[Task requirements] Exactly as they appear below, repeat the lines from the one with "Target: broken cinnamon stick piece" through the one with "cinnamon stick bundle.", and no others.

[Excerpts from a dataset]
<<<<

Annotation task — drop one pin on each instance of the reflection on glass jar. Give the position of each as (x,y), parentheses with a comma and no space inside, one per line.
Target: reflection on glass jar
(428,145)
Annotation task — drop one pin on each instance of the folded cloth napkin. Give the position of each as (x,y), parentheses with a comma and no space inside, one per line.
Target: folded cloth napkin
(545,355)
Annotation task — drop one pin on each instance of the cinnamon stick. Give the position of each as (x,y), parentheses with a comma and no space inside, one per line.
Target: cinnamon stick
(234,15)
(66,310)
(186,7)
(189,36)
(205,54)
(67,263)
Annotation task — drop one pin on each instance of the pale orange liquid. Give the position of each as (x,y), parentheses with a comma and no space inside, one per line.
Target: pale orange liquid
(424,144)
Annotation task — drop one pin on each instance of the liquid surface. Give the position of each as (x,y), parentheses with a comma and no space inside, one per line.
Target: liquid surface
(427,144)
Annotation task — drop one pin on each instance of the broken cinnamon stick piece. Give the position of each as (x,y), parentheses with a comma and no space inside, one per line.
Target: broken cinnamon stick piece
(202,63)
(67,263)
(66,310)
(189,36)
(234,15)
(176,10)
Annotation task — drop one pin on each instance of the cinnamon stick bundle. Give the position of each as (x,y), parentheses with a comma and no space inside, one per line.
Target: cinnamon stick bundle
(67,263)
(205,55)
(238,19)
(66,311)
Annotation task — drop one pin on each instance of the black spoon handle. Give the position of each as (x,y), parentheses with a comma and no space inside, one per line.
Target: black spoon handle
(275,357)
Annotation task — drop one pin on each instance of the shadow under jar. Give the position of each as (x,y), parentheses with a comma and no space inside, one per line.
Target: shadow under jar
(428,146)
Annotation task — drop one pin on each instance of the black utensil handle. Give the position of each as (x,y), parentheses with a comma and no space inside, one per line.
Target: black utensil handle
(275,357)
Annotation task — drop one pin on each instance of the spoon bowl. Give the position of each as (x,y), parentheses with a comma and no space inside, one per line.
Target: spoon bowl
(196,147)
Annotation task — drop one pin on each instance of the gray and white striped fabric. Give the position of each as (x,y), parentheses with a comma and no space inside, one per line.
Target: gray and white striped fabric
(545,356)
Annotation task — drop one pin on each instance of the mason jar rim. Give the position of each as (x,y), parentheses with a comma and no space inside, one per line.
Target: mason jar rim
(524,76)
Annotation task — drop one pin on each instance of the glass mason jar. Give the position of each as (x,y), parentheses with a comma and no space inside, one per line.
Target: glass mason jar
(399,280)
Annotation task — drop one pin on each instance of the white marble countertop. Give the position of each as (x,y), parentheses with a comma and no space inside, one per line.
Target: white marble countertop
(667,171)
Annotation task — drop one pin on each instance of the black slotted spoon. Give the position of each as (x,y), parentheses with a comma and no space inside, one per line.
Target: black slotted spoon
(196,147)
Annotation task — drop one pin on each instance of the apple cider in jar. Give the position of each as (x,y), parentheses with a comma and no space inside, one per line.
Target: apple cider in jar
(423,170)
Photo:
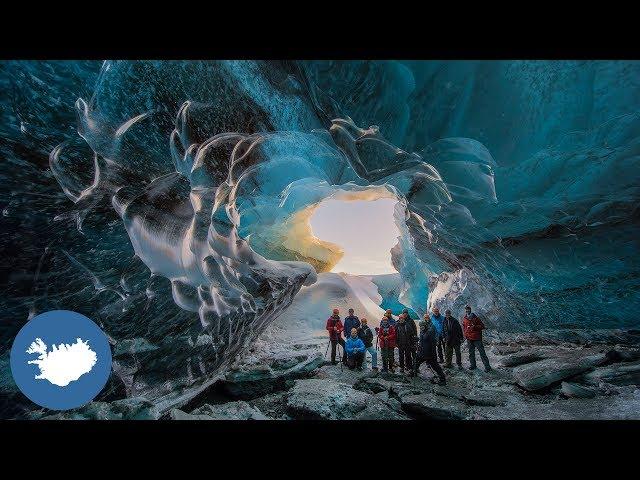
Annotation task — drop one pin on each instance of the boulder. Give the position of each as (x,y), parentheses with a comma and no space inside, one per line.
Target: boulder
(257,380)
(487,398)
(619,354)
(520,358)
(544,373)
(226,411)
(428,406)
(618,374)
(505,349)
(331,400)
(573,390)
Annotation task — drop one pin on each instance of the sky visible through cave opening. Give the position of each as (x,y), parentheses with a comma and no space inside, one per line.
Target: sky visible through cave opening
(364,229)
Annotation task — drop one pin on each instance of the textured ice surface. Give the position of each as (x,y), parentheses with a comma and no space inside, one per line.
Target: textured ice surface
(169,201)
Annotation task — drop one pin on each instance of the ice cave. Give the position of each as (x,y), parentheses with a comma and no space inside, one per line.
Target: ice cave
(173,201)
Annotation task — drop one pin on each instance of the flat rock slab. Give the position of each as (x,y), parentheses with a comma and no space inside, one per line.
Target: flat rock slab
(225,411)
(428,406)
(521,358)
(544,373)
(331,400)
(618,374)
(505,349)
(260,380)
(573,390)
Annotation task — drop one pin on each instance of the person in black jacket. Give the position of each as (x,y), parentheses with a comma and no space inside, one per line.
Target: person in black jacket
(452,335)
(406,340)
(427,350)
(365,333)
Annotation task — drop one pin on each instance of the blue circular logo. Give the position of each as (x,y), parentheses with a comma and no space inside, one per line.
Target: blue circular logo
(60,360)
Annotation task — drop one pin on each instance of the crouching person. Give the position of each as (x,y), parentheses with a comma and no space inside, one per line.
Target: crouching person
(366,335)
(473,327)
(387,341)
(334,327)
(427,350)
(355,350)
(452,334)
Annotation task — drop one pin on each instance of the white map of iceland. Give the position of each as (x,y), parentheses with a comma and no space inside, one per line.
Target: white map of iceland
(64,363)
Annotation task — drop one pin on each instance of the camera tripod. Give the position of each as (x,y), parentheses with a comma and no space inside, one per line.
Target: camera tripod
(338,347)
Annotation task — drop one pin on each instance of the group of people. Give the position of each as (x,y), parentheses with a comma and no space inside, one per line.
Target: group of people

>>>>

[Exercise output]
Target: broken cinnamon stick piece
(202,63)
(67,263)
(66,310)
(189,36)
(234,15)
(176,10)
Annotation task — drop one pin on each instance of the cinnamon stick bundle. Give the position of each as (x,y), parentheses with a comma and no space inside, one per line.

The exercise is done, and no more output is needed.